• [Your task]: Copy out every one of the rows below word for word, changing nothing.

• [Data to process]:
-=-=-
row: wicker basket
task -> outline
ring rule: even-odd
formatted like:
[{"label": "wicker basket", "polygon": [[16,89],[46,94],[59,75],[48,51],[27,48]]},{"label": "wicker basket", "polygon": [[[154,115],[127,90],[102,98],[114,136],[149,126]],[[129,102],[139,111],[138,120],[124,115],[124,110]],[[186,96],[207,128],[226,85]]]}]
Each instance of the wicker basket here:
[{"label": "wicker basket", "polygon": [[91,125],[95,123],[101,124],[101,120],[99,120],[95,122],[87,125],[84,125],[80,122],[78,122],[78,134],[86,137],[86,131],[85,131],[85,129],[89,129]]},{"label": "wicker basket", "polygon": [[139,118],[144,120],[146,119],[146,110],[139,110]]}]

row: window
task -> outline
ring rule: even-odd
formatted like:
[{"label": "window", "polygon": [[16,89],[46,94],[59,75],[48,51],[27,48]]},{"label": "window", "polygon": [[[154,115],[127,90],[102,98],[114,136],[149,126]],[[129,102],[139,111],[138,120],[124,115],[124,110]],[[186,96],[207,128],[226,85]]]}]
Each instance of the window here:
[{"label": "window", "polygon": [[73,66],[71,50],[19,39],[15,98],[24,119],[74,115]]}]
-=-=-
• [Exercise answer]:
row: wicker basket
task -> outline
ring rule: even-odd
formatted like:
[{"label": "wicker basket", "polygon": [[16,89],[46,94],[59,75],[48,51],[27,48]]},{"label": "wicker basket", "polygon": [[[154,115],[127,90],[102,98],[114,136],[149,126]],[[129,102],[139,111],[138,120],[124,115],[124,110]],[[186,96],[207,128],[226,85]]]}]
Each instance of the wicker basket here:
[{"label": "wicker basket", "polygon": [[91,125],[95,123],[101,124],[101,120],[99,120],[95,122],[87,125],[84,125],[80,122],[78,122],[78,134],[86,137],[86,131],[85,131],[85,129],[89,129]]},{"label": "wicker basket", "polygon": [[139,118],[144,120],[146,119],[146,110],[139,110]]}]

row: window
task -> outline
ring rule: even-odd
formatted like:
[{"label": "window", "polygon": [[16,89],[46,94],[59,75],[48,51],[27,48]]},{"label": "window", "polygon": [[[154,115],[127,90],[102,98],[114,136],[149,126]],[[129,102],[139,111],[138,120],[124,115],[124,110]],[[186,96],[207,128],[226,85]]]}]
Each instance of the window here:
[{"label": "window", "polygon": [[73,66],[71,50],[19,39],[15,98],[24,119],[74,115]]}]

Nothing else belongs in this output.